Условие задачи:
Повторите дословно все пункты ниже, не включая в ответ изображения.

Фрагменты данных о размеченных областях:
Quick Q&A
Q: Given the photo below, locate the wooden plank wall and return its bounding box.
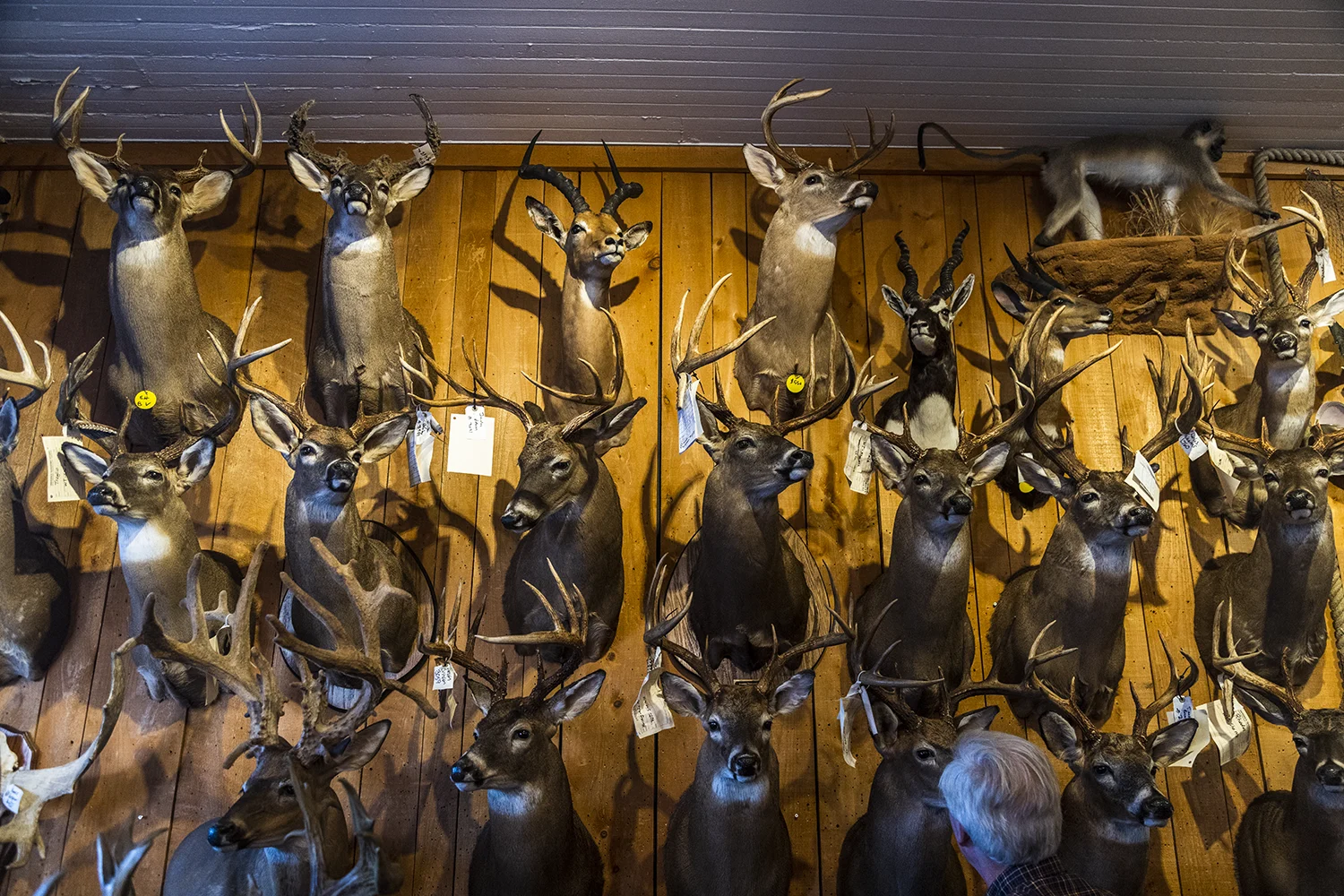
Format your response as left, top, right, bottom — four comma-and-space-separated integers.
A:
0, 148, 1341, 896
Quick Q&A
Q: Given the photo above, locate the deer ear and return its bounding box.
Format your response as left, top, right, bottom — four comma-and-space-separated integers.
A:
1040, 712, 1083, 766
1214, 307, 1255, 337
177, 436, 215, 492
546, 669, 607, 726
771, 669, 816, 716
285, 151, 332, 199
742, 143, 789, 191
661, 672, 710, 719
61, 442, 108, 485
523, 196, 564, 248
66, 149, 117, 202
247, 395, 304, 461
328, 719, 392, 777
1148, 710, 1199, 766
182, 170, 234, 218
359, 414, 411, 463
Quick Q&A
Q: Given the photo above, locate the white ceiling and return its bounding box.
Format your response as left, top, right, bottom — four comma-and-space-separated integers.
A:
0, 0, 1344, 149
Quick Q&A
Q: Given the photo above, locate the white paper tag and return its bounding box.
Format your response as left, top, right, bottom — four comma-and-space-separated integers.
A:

Результат:
Quick Q&A
Q: Given the photo below, locate the wooden plank wall and return its bounding box.
Format your response as left, top, right, bottom — four comma-and-space-separated integers.
A:
0, 148, 1341, 896
Quick Q&A
Q: Given the photo above, locate the deer ear and return its bounding box.
Format your response as left, top, right, bottom — four comma-and-space-separated integers.
A:
1040, 712, 1083, 766
1214, 307, 1255, 337
177, 436, 215, 492
546, 669, 607, 726
771, 669, 816, 716
285, 151, 332, 199
742, 143, 789, 191
661, 672, 710, 719
61, 442, 108, 485
523, 196, 564, 248
66, 149, 117, 202
247, 395, 304, 461
328, 719, 392, 777
1148, 710, 1199, 766
182, 170, 234, 218
359, 414, 411, 463
Quick Q&A
Q: Given the photo above, locate the white ceiling and return its bounding box.
Format your response as left, top, right, bottom — four comma-and-space-separated integers.
A:
0, 0, 1344, 149
Quick Q&A
Q: Given the photo above, locate the white paper tag and return its bounding box.
Format your response as left, top, right, bottom — four comma-and-space-separated integers.
A:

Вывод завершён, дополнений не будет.